Repeat the stretch of entries below from the line with "Query: black mane" through the line with "the white blaze". Include both ends and add nothing.

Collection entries
[Start of Attachment]
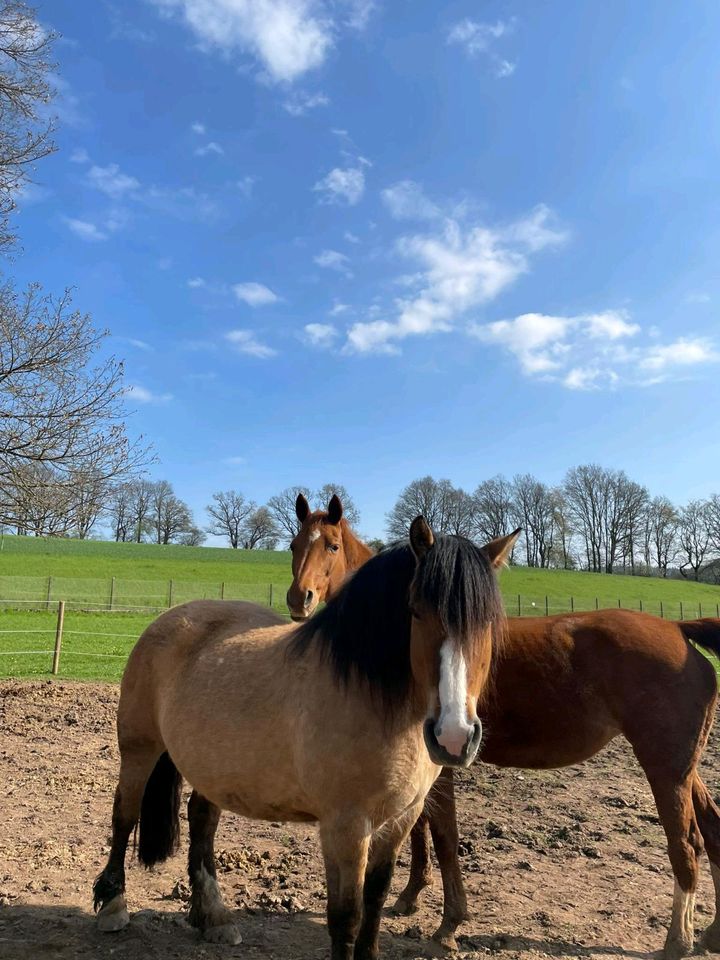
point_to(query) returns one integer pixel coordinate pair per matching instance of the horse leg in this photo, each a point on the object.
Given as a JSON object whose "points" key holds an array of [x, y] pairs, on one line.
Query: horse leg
{"points": [[420, 866], [674, 800], [384, 849], [207, 911], [345, 844], [708, 817], [136, 765], [443, 827]]}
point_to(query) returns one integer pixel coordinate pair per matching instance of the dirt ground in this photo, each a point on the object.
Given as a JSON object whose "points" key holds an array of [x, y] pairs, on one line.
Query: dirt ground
{"points": [[564, 863]]}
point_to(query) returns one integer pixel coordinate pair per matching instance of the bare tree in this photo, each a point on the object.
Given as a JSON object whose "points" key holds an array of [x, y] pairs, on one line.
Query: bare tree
{"points": [[58, 409], [25, 88], [260, 530], [694, 538], [282, 508], [493, 507], [322, 497], [229, 512], [170, 516]]}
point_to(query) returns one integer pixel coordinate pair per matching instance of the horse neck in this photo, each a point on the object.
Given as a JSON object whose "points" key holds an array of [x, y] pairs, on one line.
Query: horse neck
{"points": [[356, 552]]}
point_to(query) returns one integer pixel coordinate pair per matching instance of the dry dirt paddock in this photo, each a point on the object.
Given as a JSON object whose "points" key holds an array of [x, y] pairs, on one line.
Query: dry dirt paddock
{"points": [[566, 863]]}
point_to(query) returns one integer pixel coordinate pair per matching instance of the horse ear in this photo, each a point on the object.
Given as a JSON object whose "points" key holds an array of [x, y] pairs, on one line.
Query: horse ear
{"points": [[335, 509], [421, 537], [302, 508], [499, 550]]}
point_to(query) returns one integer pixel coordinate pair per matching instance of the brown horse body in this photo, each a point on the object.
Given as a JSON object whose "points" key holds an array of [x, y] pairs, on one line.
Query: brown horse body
{"points": [[562, 689], [344, 721]]}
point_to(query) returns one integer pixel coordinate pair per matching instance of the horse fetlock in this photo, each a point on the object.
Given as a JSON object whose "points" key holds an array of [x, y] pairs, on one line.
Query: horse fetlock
{"points": [[113, 916]]}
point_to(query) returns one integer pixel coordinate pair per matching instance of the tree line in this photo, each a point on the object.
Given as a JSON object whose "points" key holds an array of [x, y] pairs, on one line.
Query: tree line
{"points": [[597, 519]]}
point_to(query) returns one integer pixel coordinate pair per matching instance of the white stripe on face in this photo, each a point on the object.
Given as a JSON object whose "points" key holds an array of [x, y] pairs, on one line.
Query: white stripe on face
{"points": [[454, 730]]}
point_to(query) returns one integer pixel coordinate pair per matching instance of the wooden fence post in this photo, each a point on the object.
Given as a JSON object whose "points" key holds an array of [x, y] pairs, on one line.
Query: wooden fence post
{"points": [[58, 636]]}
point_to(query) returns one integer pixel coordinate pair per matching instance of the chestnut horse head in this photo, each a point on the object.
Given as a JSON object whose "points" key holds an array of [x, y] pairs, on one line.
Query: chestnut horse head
{"points": [[324, 551]]}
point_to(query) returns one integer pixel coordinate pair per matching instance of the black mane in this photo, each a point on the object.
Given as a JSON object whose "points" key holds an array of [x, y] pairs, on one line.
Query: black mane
{"points": [[364, 631]]}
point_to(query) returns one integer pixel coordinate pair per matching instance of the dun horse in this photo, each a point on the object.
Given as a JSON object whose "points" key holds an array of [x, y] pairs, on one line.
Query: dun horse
{"points": [[563, 688], [345, 721]]}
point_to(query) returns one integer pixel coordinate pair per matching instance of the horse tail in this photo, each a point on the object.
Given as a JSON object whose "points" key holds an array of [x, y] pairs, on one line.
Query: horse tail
{"points": [[705, 632], [159, 813]]}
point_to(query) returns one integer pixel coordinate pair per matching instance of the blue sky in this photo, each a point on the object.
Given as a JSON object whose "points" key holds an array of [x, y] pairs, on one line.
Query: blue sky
{"points": [[338, 240]]}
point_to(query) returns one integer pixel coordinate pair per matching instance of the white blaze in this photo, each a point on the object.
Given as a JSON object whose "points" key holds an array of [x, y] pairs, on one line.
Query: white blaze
{"points": [[454, 730]]}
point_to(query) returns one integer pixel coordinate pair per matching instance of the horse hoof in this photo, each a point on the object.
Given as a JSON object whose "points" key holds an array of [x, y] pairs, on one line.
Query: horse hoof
{"points": [[113, 916], [404, 907], [228, 934]]}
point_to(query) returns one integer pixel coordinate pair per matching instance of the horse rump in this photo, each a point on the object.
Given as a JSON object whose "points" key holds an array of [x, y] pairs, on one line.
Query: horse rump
{"points": [[160, 813]]}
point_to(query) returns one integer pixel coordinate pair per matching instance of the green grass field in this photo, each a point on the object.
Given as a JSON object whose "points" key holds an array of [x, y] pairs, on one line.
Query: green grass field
{"points": [[151, 576]]}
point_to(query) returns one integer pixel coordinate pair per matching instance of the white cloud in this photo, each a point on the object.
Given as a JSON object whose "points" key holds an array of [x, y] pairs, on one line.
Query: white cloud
{"points": [[320, 334], [342, 186], [254, 294], [288, 37], [79, 155], [245, 341], [589, 352], [87, 231], [112, 181], [208, 148], [479, 38], [459, 268], [142, 395], [298, 104], [406, 201], [334, 260]]}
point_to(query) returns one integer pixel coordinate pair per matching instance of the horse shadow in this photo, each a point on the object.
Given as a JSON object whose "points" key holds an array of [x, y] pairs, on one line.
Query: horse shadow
{"points": [[69, 933]]}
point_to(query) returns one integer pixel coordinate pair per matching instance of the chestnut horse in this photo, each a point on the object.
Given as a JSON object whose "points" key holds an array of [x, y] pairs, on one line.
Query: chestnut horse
{"points": [[344, 721], [563, 688]]}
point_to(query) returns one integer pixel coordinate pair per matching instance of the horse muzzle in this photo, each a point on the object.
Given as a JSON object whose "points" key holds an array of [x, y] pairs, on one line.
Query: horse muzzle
{"points": [[441, 756]]}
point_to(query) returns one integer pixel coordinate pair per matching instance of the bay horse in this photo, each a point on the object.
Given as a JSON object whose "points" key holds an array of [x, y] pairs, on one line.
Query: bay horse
{"points": [[564, 687], [344, 721]]}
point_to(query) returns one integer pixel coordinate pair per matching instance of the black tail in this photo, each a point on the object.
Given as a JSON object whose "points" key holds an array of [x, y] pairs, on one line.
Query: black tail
{"points": [[706, 632], [159, 813]]}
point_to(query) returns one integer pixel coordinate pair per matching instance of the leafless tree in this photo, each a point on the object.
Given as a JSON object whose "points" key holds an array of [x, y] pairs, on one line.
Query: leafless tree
{"points": [[260, 530], [322, 497], [229, 512], [57, 408], [25, 88], [170, 516], [493, 505], [534, 511], [694, 538], [662, 521], [282, 508]]}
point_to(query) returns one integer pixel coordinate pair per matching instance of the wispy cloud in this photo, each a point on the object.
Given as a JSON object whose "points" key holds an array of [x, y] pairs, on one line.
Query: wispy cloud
{"points": [[142, 395], [245, 341], [287, 37], [459, 267], [254, 294], [334, 260], [111, 181], [343, 186], [478, 39], [321, 335], [298, 104], [594, 351], [406, 201], [212, 147]]}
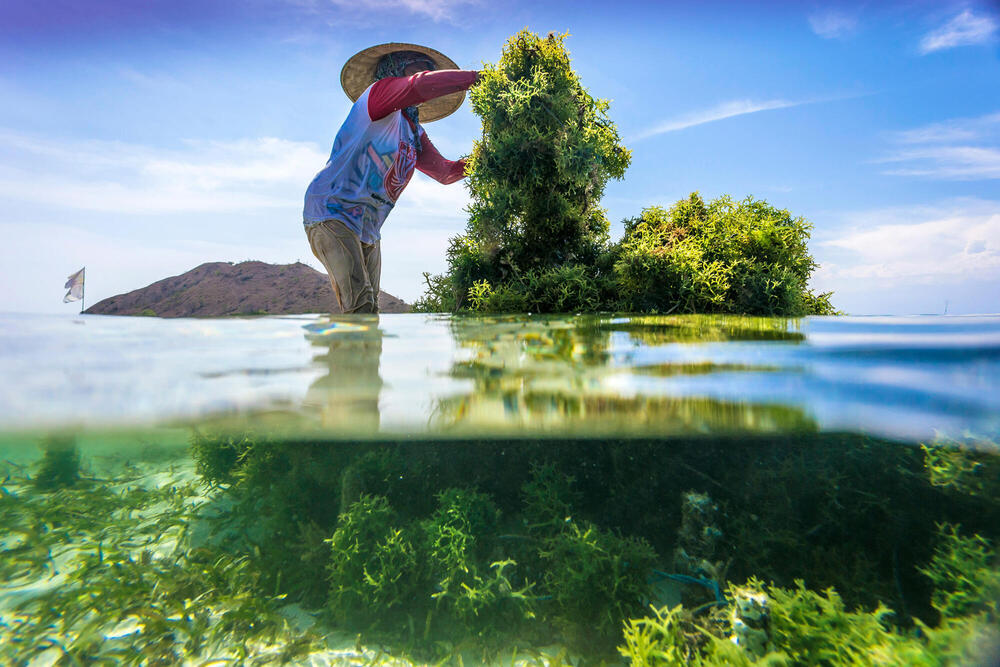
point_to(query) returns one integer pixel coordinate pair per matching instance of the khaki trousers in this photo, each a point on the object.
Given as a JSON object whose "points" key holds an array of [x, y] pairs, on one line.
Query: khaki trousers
{"points": [[354, 267]]}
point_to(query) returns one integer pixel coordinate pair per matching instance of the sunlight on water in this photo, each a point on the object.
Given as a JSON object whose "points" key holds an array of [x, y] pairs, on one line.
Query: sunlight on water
{"points": [[905, 378], [411, 489]]}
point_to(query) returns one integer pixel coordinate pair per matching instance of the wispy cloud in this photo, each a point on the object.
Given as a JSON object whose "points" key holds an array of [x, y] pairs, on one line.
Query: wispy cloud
{"points": [[127, 178], [194, 177], [373, 12], [958, 149], [832, 23], [951, 241], [966, 29], [720, 112]]}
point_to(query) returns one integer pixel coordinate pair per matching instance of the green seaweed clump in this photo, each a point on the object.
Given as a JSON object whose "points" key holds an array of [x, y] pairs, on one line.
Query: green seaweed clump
{"points": [[596, 579], [965, 575], [375, 569], [804, 627], [537, 240], [536, 233], [721, 257]]}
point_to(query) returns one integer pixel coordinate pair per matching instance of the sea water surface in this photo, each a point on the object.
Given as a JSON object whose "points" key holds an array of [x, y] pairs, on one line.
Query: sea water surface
{"points": [[184, 491], [903, 377]]}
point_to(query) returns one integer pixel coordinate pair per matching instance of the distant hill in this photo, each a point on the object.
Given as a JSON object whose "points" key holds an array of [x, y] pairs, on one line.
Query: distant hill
{"points": [[249, 288]]}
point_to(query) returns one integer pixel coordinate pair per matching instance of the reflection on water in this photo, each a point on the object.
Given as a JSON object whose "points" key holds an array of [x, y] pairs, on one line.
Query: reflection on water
{"points": [[567, 376], [349, 354], [522, 490], [905, 378]]}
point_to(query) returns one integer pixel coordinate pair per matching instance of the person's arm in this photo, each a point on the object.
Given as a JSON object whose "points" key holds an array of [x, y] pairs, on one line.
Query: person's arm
{"points": [[437, 167], [398, 92]]}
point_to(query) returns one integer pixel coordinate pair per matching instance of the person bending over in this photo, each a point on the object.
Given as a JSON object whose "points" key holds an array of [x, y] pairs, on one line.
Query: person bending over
{"points": [[395, 87]]}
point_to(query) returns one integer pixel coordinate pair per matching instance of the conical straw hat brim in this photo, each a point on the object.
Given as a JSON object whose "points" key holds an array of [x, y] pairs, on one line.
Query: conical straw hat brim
{"points": [[359, 73]]}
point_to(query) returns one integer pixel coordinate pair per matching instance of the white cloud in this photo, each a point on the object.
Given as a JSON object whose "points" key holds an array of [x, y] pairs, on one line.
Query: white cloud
{"points": [[948, 162], [722, 111], [958, 149], [375, 12], [966, 29], [132, 179], [216, 201], [831, 24], [948, 243]]}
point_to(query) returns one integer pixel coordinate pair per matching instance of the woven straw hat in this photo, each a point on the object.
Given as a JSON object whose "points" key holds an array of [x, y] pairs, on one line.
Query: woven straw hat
{"points": [[359, 73]]}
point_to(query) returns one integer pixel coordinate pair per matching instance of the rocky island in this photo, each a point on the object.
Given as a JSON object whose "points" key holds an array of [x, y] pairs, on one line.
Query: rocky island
{"points": [[217, 289]]}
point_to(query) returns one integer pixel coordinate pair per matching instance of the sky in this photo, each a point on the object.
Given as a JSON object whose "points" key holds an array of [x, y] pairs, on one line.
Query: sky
{"points": [[143, 138]]}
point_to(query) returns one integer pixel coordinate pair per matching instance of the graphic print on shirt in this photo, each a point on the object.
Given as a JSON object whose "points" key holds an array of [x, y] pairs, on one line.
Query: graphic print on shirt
{"points": [[401, 170]]}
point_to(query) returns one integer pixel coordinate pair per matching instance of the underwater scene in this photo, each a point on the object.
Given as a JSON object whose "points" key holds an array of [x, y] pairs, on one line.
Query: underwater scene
{"points": [[508, 490]]}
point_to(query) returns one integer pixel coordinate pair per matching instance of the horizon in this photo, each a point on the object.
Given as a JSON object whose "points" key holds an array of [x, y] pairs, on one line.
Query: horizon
{"points": [[143, 141]]}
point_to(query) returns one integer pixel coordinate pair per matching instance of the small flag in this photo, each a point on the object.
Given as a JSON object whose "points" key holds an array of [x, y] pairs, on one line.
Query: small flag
{"points": [[75, 285]]}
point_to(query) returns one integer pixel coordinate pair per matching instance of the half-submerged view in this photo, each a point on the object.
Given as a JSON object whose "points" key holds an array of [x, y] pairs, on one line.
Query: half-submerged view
{"points": [[645, 443], [414, 489]]}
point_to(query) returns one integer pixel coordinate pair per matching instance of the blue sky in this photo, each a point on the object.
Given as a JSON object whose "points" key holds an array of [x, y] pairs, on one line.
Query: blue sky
{"points": [[143, 138]]}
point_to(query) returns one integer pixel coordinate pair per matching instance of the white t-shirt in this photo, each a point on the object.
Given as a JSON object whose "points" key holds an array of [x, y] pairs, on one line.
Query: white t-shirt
{"points": [[370, 164]]}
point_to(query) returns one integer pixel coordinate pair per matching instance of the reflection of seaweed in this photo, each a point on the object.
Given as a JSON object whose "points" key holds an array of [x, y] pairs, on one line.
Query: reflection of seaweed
{"points": [[60, 464], [547, 371], [664, 329], [962, 470]]}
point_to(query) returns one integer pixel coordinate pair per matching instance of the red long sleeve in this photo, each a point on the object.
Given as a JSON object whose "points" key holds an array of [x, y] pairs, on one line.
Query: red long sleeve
{"points": [[434, 165], [395, 93]]}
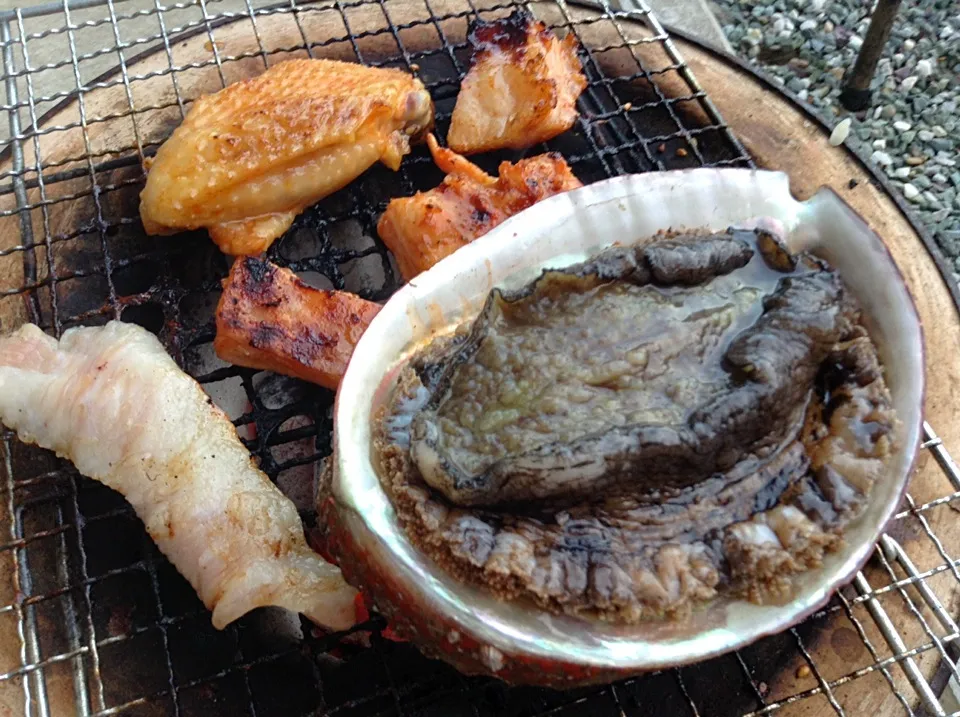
[End of Attachment]
__Answer for the task__
Query: black mane
{"points": [[364, 631]]}
point_to(query) returns one integer pixel coordinate pair per matching instance of the dun horse in this photo, each a point on the object.
Given as a JSON object whose "points" key holds an array of [x, y] pairs, on one line.
Query: dun horse
{"points": [[563, 688], [345, 721]]}
point_to(query) returns one integer pixel coordinate pair per matching instance of the horse tail in this photo, each a point on the object.
Given as a JSON object whose "points" key holds an array of [x, y] pairs, on one line.
Query: horse tail
{"points": [[705, 632], [159, 813]]}
point_to(query) returns one integer pixel coordinate pair per matching instance of the blue sky in this photo, each a point on the object.
Given as a JSON object whose "points" key holds an array of [x, y] pairs, on one line.
Query: blue sky
{"points": [[338, 240]]}
point_to(query) returns one integer pixel coordinate pair per matching instance of the white blaze in this photo, each a point on the object.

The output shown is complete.